» **Work required**:
All of the data must be returned exactly as given.

────────────────────

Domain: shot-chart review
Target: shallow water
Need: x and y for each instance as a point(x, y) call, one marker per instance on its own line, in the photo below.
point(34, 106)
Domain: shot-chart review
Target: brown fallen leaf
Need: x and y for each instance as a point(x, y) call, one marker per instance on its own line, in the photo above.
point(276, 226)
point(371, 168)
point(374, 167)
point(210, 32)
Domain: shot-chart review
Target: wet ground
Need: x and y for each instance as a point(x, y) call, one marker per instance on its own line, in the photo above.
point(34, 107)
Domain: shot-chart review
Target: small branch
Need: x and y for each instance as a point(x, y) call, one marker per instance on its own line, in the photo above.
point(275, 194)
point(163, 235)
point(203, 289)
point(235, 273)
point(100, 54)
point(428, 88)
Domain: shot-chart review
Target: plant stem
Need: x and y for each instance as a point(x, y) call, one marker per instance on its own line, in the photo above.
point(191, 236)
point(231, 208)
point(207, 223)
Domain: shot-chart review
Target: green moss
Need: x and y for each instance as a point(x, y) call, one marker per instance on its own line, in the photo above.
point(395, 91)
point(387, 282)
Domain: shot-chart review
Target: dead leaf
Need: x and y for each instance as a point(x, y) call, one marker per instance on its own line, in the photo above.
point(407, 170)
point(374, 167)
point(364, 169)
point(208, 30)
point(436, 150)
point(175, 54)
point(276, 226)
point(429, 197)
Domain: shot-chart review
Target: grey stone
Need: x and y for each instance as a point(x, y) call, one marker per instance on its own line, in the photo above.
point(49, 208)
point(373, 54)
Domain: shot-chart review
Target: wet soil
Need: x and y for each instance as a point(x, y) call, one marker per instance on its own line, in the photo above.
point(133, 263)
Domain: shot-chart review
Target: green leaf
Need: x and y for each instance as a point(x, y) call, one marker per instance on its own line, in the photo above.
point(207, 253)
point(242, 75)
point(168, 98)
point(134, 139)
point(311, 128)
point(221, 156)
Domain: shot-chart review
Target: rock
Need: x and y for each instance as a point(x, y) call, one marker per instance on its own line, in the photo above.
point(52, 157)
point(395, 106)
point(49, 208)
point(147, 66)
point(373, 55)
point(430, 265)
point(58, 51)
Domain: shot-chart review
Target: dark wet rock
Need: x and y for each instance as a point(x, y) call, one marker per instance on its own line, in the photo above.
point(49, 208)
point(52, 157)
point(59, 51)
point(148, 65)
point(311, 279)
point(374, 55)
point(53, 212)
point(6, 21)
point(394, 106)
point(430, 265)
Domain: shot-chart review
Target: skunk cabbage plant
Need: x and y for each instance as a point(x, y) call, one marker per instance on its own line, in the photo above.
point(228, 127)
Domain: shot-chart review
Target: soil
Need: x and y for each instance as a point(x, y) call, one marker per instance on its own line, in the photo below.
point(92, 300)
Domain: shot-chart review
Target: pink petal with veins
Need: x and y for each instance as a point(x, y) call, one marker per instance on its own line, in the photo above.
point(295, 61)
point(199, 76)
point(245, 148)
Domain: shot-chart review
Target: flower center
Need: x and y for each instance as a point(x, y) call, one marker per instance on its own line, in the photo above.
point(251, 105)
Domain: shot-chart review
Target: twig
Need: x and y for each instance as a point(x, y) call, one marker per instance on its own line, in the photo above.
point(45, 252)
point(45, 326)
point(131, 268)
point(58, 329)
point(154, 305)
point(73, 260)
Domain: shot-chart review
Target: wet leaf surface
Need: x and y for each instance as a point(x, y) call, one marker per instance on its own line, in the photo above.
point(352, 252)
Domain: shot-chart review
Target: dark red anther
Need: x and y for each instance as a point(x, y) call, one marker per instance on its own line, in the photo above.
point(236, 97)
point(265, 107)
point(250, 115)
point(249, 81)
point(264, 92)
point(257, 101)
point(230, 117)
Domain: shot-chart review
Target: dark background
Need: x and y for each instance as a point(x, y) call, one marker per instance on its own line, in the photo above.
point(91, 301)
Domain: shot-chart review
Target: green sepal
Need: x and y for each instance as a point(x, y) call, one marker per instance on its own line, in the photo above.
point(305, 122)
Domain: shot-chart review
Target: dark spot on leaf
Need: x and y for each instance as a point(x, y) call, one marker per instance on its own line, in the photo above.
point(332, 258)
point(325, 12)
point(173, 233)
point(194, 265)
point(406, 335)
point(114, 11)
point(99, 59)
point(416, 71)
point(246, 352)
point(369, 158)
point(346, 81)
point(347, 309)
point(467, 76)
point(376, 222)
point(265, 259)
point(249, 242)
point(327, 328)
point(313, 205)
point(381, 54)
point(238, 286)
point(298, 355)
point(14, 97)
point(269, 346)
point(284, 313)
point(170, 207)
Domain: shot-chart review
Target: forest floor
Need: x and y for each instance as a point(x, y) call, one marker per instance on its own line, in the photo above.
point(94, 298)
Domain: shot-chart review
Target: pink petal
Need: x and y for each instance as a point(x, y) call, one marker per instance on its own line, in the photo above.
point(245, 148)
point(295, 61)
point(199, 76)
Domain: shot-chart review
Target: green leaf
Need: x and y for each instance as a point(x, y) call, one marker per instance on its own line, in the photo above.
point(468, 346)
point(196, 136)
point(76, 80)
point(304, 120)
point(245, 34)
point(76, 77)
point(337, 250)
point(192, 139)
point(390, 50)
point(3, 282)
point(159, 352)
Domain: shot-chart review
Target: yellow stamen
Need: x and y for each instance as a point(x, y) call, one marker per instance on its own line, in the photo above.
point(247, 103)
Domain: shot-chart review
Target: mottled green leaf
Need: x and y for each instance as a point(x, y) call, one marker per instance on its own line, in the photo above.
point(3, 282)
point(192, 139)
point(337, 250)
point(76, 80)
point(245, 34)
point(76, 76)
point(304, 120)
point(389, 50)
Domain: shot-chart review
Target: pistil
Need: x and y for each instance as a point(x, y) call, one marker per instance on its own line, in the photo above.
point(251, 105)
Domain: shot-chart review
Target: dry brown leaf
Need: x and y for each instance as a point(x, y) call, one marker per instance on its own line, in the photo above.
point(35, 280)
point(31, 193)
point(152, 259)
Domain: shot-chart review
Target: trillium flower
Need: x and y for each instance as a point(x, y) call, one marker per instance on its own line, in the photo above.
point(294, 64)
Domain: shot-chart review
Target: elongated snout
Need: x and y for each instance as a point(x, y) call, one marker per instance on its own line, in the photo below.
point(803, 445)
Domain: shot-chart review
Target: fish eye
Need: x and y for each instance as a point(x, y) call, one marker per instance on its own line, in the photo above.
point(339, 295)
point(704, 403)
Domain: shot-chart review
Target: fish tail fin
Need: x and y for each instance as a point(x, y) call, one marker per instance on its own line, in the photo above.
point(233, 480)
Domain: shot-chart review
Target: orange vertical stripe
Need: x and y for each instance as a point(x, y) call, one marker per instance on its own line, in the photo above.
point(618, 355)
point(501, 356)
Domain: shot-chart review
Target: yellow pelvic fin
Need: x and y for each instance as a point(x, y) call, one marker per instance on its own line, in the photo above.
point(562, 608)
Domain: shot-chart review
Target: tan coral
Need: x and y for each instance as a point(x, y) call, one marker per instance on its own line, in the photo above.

────────────────────

» **Answer section**:
Domain: shot-chart review
Target: shallow water
Need: x and y for each instance as a point(x, y) call, one marker per instance on its own line, in the photo below.
point(34, 106)
Domain: shot-chart review
Target: brown fallen leaf
Need: x and y for each instance as a point(x, y) call, one marker per instance on its own line, in the photo above.
point(276, 226)
point(371, 168)
point(374, 167)
point(210, 32)
Domain: shot-chart review
Target: wet ground
Need: x and y for each instance as a point(x, y) call, one marker per instance on its own line, in the photo above.
point(34, 107)
Domain: shot-chart review
Target: small branch
Need: x and y for each instance as a point(x, y) call, one marker per instance on its own line, in the photo above.
point(275, 194)
point(163, 235)
point(203, 289)
point(235, 273)
point(100, 54)
point(428, 88)
Domain: shot-chart review
Target: plant stem
Need: x and y for each instance as a point(x, y) call, one marker per instance on its own line, in the photo above.
point(191, 236)
point(231, 208)
point(207, 223)
Domain: shot-chart review
Target: green moss
Need: x and y for each instance as a point(x, y) call, one marker per instance on its own line, in the photo above.
point(395, 91)
point(387, 282)
Domain: shot-chart review
Target: dead leaf
Need: x and y for each instance as a point(x, y) call, one marker per instance on its own line, in the photo above.
point(407, 170)
point(374, 167)
point(364, 169)
point(208, 30)
point(436, 150)
point(175, 54)
point(276, 226)
point(429, 197)
Domain: shot-chart review
Target: grey stone
Need: x and y for each instance as a point(x, y) call, one marker per instance on its own line, in the photo above.
point(49, 208)
point(373, 54)
Domain: shot-chart review
Target: wet soil
Need: x and y for each instance as a point(x, y) call, one marker per instance on its own line, in the photo above.
point(133, 263)
Domain: shot-chart review
Target: green leaf
Need: x and y for each instance as a point(x, y) call, one marker per instance on its own line, in the photo above.
point(207, 253)
point(242, 75)
point(168, 98)
point(134, 139)
point(311, 128)
point(221, 156)
Domain: shot-chart review
Target: rock
Need: x and y for each instance as a point(x, y) call, one marker per instance on its own line, in the photo above.
point(52, 157)
point(395, 106)
point(49, 208)
point(147, 66)
point(373, 55)
point(430, 265)
point(58, 51)
Domain: shot-chart review
Target: dark wet rock
Need: x and y for each instance as a point(x, y) call, one marker per instance on its own line, in the photo above.
point(49, 208)
point(52, 157)
point(59, 51)
point(148, 65)
point(311, 279)
point(374, 55)
point(53, 212)
point(6, 21)
point(394, 106)
point(430, 265)
Domain: shot-chart review
Target: skunk cabbage plant
Need: x and y for each instance as a point(x, y) call, one marker per instance on its own line, in the photo above.
point(228, 127)
Domain: shot-chart review
Target: soil
Need: x and y for each instance as a point(x, y) call, one marker per instance on its own line, in the photo below.
point(92, 300)
Domain: shot-chart review
Target: pink petal with veins
Need: x and y for each instance as a point(x, y) call, one marker per instance on its own line, in the photo above.
point(295, 61)
point(199, 76)
point(245, 148)
Domain: shot-chart review
Target: flower center
Need: x and y for each instance as a point(x, y) call, one marker per instance on its own line, in the photo above.
point(251, 105)
Domain: shot-chart review
Target: twig
Need: x and y for each instance as a point(x, y) call, one marker per instance on its own line, in the photo above.
point(45, 252)
point(45, 326)
point(131, 268)
point(58, 329)
point(154, 305)
point(73, 260)
Domain: shot-chart review
Target: wet leaf surface
Need: x and y for each instance as a point(x, y) call, one marker per instance on its own line, in the photo above.
point(352, 252)
Domain: shot-chart review
Target: dark red anther
Need: x and y for each instance as a point(x, y) call, one marker per instance on its own line, in the photo above.
point(236, 97)
point(265, 107)
point(250, 115)
point(249, 81)
point(264, 92)
point(257, 101)
point(230, 117)
Domain: shot-chart review
Target: dark background
Need: x and y for each instance as a point(x, y) call, one marker per instance on its own line, in the photo above.
point(91, 301)
Domain: shot-chart review
Target: green sepal
Need: x and y for each instance as a point(x, y) call, one marker per instance on its own line, in the photo above.
point(305, 122)
Domain: shot-chart review
Target: dark spot on leaf
Need: x and y for each instance as a point(x, y) call, one marker per instance on its own line, in the photo above.
point(332, 258)
point(325, 12)
point(173, 233)
point(194, 265)
point(406, 335)
point(114, 11)
point(99, 59)
point(416, 71)
point(246, 352)
point(369, 158)
point(346, 81)
point(347, 309)
point(467, 76)
point(376, 222)
point(265, 259)
point(249, 242)
point(327, 328)
point(313, 205)
point(381, 54)
point(238, 286)
point(298, 355)
point(14, 97)
point(269, 346)
point(284, 313)
point(170, 207)
Domain: shot-chart review
Target: forest floor
Need: x and y for each instance as a point(x, y) call, one marker per instance on its own line, in the photo above.
point(94, 298)
Domain: shot-chart review
Target: pink petal
Need: x and y for each instance as a point(x, y) call, one marker per instance on its own line, in the photo above.
point(245, 148)
point(295, 61)
point(199, 76)
Domain: shot-chart review
Target: green leaf
Need: x and y for each instance as a point(x, y) call, one marker per instance on its own line, in the photo above.
point(468, 346)
point(196, 136)
point(76, 80)
point(304, 120)
point(245, 34)
point(76, 77)
point(337, 250)
point(192, 139)
point(390, 50)
point(3, 282)
point(159, 352)
Domain: shot-chart review
Target: yellow stamen
Need: x and y for each instance as a point(x, y) call, one marker per instance on its own line, in the photo above.
point(247, 103)
Domain: shot-chart review
Target: mottled green leaf
Need: x and y for each instance as a point(x, y) call, one marker per instance on its own line, in the photo above.
point(3, 282)
point(192, 139)
point(337, 250)
point(76, 80)
point(245, 34)
point(76, 76)
point(304, 120)
point(389, 50)
Domain: shot-chart review
Target: pistil
Need: x and y for each instance as a point(x, y) call, one marker per instance on its own line, in the photo above.
point(251, 105)
Domain: shot-chart review
Target: dry brown leaf
Need: x and y for each instance as a point(x, y) call, one marker per instance on its own line, in the photo above.
point(35, 280)
point(31, 193)
point(152, 259)
Domain: shot-chart review
Target: trillium flower
Need: x and y for each instance as a point(x, y) call, one marker per instance on its own line, in the photo above.
point(294, 64)
Domain: shot-chart review
Target: elongated snout
Need: x and y for each instance as a point(x, y) call, one marker per instance on its own line, in the photo below.
point(803, 445)
Domain: shot-chart review
Target: fish eye
Need: x and y for each instance as a point(x, y) call, one marker per instance on its own line, in the photo above.
point(339, 295)
point(704, 403)
Domain: shot-chart review
Target: fish tail fin
Need: x and y for each instance as a point(x, y) call, one marker per instance on its own line, in the photo above.
point(233, 480)
Domain: shot-chart review
Target: orange vertical stripe
Need: x and y for each instance as a point(x, y) call, one marker per instance on its own line, in the photo above.
point(618, 355)
point(501, 356)
Domain: shot-chart review
Target: yellow pelvic fin
Need: x and y for each instance as a point(x, y) call, one marker per instance on its own line, in the photo above.
point(562, 608)
Domain: shot-chart review
Target: tan coral
Need: x and y for each instance as a point(x, y) call, one marker per instance on its own line, in the photo above.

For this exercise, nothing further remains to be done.